**Aufgabe A:**
Fasse den Bericht über Jenny Erpenbecks erste Bamberger Poetikvorlesung in zwei Sätzen zusammen.
**Aufgabe B:**
Führe den Bericht über Jenny Erpenbecks erste Bamberger Poetikvorlesung nach seinem letzten Satz fort.

Erste Vorlesung der Bamberger Poetikprofessorin: "Mit einer Maske auf dem Gesicht"
Jenny Erpenbeck ist Poetikprofessorin 2013
Das Spiel mit Masken und Rollen, mit großer Geschichte im alltäglichen Kontext gehört zu den Besonderheiten der Werke der diesjährigen Poetikprofessorin Jenny Erpenbeck. Die renommierte Berliner Autorin, gerade mit dem Joseph-Breitbach-Preis ausgezeichnet, sprach in ihrer ersten Vorlesung über ihren Debütroman, das Schreiben und ihre DDR-Vergangenheit.
Wer kennt das nicht: Nach der Lektüre eines Buches stehen auf einmal viele Fragenzeichen im Raum und der dringende Wunsch entsteht, die Autorin oder den Autoren um Rede und Antwort zu bitten. Meistens ist das leichter gesagt als getan, und gerade Studierende der Literaturwissenschaften können ein Lied über unterschiedliche Interpretationsansätze singen und wünschen sich wohl regelmäßig einen lebendigen Goethe an ihre Seite. Aus diesem Grund ist die Bamberger Poetikprofessur unter der Vielzahl an universitären Veranstaltungen jeden Sommer aufs Neue besonders beliebt. Denn hier „lesen Autoren nicht nur einfach vor, sie sprechen auch über ihre Werke“, hob der Bamberger Literaturwissenschaftler Prof. Dr. Friedhelm Marx am Abend der ersten Poetikprofessur-Vorlesung, am 7. Mai, hervor. Er prophezeite den über 200 Menschen im Publikum einen Blick über die Schulter auf den Schreibtisch von Jenny Erpenbeck, der aktuellen Poetikprofessorin.
Masken als Schreibhilfe
Lächelnd, ein wenig schüchtern, fast kindlich verhalten trat die 1967 in Ost-Berlin geborene Jenny Erpenbeck ans Pult, blickte ins gespannte Publikum und seufzte: „Ich muss erstmal lernen, Professorin zu sein“. Das Wohlwollen und die Sympathie sämtlicher Zuschauerinnen und Zuschauer war ihr damit sicher, auch wenn sich im Laufe des Abends immer wieder eine leise Stimme meldete, die fragte: Oder ist das nur eine ihrer Rollen? Hat sie eine ihrer Masken auf dem Gesicht?
Denn von Masken sprach Jenny Erpenbeck viel und das nicht nur in Bezug auf die Protagonistin ihres Debütromans „Geschichte vom alten Kind“, auf den sie sich in ihrer ersten Vorlesung inhaltlich konzentrierte. Hier geht es um ein Mädchen, das mit einem leeren Eimer auf der Straße steht und scheinbar nichts weiß, außer dass es vierzehn Jahre alt ist. Es ist nicht schön, niemand kennt seinen Namen, niemand weiß, woher es kommt, niemand weiß, wer seine Eltern sind. Also wird es in ein Heim gesteckt, auf eine Schule geschickt. Die ganze Zeit hindurch bleibt das Gefühl, das Mädchen versteckt sich hinter einer Maske und verbirgt ein Geheimnis. Am Ende der Schreck: Hinter dem Mädchen steckt eine dreißigjährige Frau.

**Material:**
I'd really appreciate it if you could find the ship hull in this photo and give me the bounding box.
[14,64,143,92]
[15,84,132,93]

**Endergebnis A:**
Die Berliner Autorin Jenny Erpenbeck, Bamberger Poetikprofessorin 2013, sprach am 7. Mai vor über 200 Menschen im Publikum in ihrer ersten Vorlesung über ihren Debütroman, das Schreiben und ihre DDR-Vergangenheit. Dabei ging es viel um Masken, auch bei der Protagonistin von „Geschichte vom alten Kind“, einem scheinbar vierzehnjährigen Mädchen, hinter dem am Ende eine dreißigjährige Frau steckt.

**Endergebnis B:**
Masken scheinen für Erpenbeck in jeglicher Hinsicht eine wichtige Bedeutung zu haben: „Ein Buch ist immer auch etwas Verschlüsseltes, eine Maske, die man sich aufsetzen kann, um nackt, aber unerkannt durch ein volles Fußballstadion zu laufen“. Immer wieder werde sie gerade im Hinblick auf den Debütroman nach autobiographischen Aspekten gefragt. „Gewisse Zusammenhänge zu leugnen wäre Unsinn, natürlich fließen gesammelte Erfahrungen, Lebensumstände und Impulse mit in die Geschichte ein“.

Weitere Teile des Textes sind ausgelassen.